---- 已提供条目
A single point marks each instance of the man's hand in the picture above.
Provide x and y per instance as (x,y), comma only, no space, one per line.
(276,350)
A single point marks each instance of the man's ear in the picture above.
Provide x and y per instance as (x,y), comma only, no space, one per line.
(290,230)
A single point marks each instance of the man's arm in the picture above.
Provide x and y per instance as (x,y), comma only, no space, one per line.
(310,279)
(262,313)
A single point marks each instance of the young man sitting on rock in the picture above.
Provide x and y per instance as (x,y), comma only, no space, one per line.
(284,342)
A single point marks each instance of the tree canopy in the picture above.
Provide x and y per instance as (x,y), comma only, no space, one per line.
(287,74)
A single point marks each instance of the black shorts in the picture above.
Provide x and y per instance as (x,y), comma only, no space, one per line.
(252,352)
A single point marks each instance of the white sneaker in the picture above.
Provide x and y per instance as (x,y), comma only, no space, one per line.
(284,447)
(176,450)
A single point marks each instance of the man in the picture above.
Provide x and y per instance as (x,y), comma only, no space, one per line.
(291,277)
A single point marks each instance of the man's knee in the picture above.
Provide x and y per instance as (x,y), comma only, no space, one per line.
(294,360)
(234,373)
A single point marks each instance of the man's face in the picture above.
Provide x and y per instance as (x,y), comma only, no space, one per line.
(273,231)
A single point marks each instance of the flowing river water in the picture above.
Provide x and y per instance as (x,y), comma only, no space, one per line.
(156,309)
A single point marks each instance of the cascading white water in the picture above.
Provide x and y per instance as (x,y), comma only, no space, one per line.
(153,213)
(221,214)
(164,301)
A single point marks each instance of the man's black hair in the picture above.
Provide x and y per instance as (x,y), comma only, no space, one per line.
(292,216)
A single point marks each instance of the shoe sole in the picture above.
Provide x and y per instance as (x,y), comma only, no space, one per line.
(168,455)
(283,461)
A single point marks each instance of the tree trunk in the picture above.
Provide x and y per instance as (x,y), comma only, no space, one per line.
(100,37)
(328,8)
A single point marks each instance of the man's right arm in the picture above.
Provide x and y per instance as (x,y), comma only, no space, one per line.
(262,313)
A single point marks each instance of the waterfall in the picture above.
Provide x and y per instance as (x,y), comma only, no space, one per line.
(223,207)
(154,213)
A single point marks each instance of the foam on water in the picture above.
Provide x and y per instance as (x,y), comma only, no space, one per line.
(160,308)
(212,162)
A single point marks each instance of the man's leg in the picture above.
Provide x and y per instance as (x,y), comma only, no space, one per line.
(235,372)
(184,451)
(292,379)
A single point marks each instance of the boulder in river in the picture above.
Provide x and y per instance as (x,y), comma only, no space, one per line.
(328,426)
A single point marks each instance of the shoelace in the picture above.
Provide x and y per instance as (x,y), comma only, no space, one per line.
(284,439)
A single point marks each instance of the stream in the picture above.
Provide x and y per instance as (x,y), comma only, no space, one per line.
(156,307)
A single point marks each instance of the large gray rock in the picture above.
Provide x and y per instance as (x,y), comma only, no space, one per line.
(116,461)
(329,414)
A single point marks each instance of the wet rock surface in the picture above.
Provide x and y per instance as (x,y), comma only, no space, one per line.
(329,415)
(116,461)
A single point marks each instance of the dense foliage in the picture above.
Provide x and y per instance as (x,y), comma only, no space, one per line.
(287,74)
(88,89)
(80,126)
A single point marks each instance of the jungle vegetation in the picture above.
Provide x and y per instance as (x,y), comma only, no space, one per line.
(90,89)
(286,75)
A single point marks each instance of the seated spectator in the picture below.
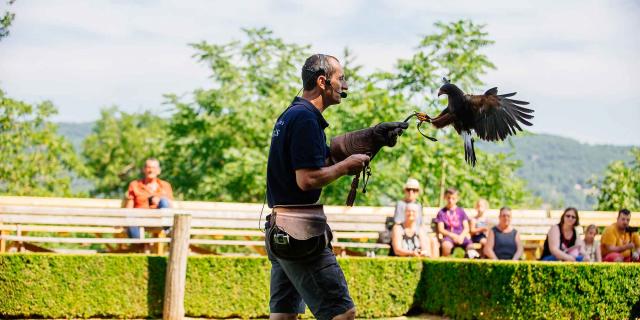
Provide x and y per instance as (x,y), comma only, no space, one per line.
(411,192)
(148,193)
(410,239)
(591,246)
(478,225)
(562,242)
(503,241)
(453,224)
(619,244)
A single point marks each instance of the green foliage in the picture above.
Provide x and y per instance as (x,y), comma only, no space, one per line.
(131,286)
(5,21)
(620,187)
(532,290)
(36,161)
(116,149)
(218,145)
(453,51)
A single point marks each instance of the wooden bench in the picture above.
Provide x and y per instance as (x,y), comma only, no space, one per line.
(356,229)
(234,224)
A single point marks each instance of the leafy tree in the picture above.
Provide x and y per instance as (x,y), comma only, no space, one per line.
(218,144)
(453,51)
(5,21)
(36,160)
(117,147)
(620,187)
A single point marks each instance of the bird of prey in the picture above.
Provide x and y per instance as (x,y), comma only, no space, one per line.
(491,115)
--------
任务要求 => 请将以上全部记录整理成两列 CSV，列名为"任务"和"答案"，每条记录占一行，其文字与答案各放入一个加引号的字段，换行一律改为空格。答案中不要包含图片。

答案如下 =>
任务,答案
"A single point marks each instance of the man's hand in the picture above. Provide x and y per instance as (x,y), comma only, no space, one per line.","(276,350)"
"A single point marks each instance of the man's ear in the picture above. Provide x and y per instance as (x,y), comma only, no space, one per line.","(290,230)"
"A single point marks each instance of the man's arm in the picture above. Provide x and y per instance as (x,y), comma only, no space, one per line.","(310,279) (262,313)"
"A single point marks each instance of the young man sitting on rock in the picture above. Provide x and y per instance as (x,y), comma only, no space, one per line.","(284,342)"
"A single point marks each instance of the tree canopy in the picture above. Provide x and y per instance as (x,y), comma only, no space, one per line.","(287,74)"
"A single point marks each instance of the black shorts in the picture above. Provide x and y per instance as (x,y), comma only, no space, one per line.","(252,352)"
"A single point marks each instance of the white sneaker in the picture above. Provide x and y per instance as (x,y), comma only, no space, one per line.","(284,447) (176,450)"
"A single point marks each instance of the man in the picture above. Provide x and y per instance as (x,y), comma only, no space, one per line.","(291,277)"
"A single point marks each instance of the man's knee in the picture above. Provide x and y per instance as (x,y), comma only, no space, one per line.","(294,360) (234,373)"
"A single point marks each instance of the man's face in the picture above. Provide x and y per instance as (x,y), comma only, no space, one per line.","(273,231)"
"A single point marks each instance of the flowing river water in the picture above. Provide x and y per instance as (x,y), comma only, no space, one per line.","(156,309)"
"A single point marks each instance of the cascading white water in the picture above. Provide x and y per instance as (x,y), comma only, no space, one per line.","(153,213) (221,214) (164,301)"
"A single point marks each instance of the man's black hair in the picture above. Provide x and y per instance as (x,y), comma only, no space, one per line.","(292,216)"
"A single point marks each instance of the shoe sole in the picture above. Provide x and y per instance as (x,y), comma only, no space, one per line.","(168,455) (283,461)"
"A single point marks each instance of the tree trunk in the picture above. Provide x and y per instance as (x,y), comma only, no space, one per line.","(100,37) (328,8)"
"A single point marks each instance of the man's right arm in the picture above. Provide x and y per instance as (x,y), comma only, no space, one per line.","(262,313)"
"A single point marks each instance of the waterfall in the picture above. Provide x and y per instance as (x,y), comma only, no space, one per line.","(223,207) (154,213)"
"A single point marks each instance of the foam on water in the picture above. Provide x and y per instance as (x,y), comma only, no space, one per line.","(160,308) (212,162)"
"A single point marks each instance of the man's leg in the picture above. Provide x and y per instance as (x,y), comma only, no space, one per line.","(235,372) (184,451) (292,379)"
"A single point marks each instance of the boulder in river in the picture above. Provide x and y per instance as (x,y), comma only, no space, one per line.","(328,426)"
"A single point marks each instance of the shoelace in the picture above. Provide x and y per instance as (x,y), comma only, no space, one per line.","(284,439)"
"A single point marks each instance of the stream in the picture above. Provide x and y per instance as (x,y), comma only, no space, one per line.","(156,307)"
"A single point marks each instance of the large gray rock in the picture above. Provide x and y per instance as (x,y), comma only, no space, one per line.","(116,461) (329,414)"
"A single point marks each instance of the wet rock surface in the picture above. Provide x and y per instance as (x,y), comma only, no space, one per line.","(329,415) (116,461)"
"A single point marks each instance of the dense foliage in the picture above. Provide x and y per instance as (x,y), comma only, no space, one per line.","(287,74) (88,89) (80,126)"
"A single point marks each instance of the jungle vegetation in the picture above. Provide x and y per instance as (x,y), comma only, no space, one per line.","(90,89) (286,75)"
"A single point marks each instance of the seated spectator in the picture below. Provide x and y per instance as (x,y), comma only, no space, one per line.","(411,192) (148,193) (410,239) (591,246) (478,225) (562,242) (503,241) (453,224) (619,244)"
"A single point marks each instance of the green foliage in the picture above. Provide x and y per instance as (x,y), comma only, no space, one per line.","(131,286) (5,21) (620,187) (532,290) (36,161) (116,149) (218,145) (453,51)"
"A single point marks each instance of the wooden bench in the picture above. Provide x and y per instance as (x,y), comma only, no space, one per line.","(356,229) (234,224)"
"A single point marks each instance of the leafy tree in the picture above. Provide x and y per instance as (x,y), comma only, no space, one per line.","(218,144) (453,51) (5,21) (36,160) (117,147) (620,187)"
"A single point marks each instance of the bird of prey in the picture above. Provide x and y per instance as (x,y), comma only, no space, one per line.","(491,115)"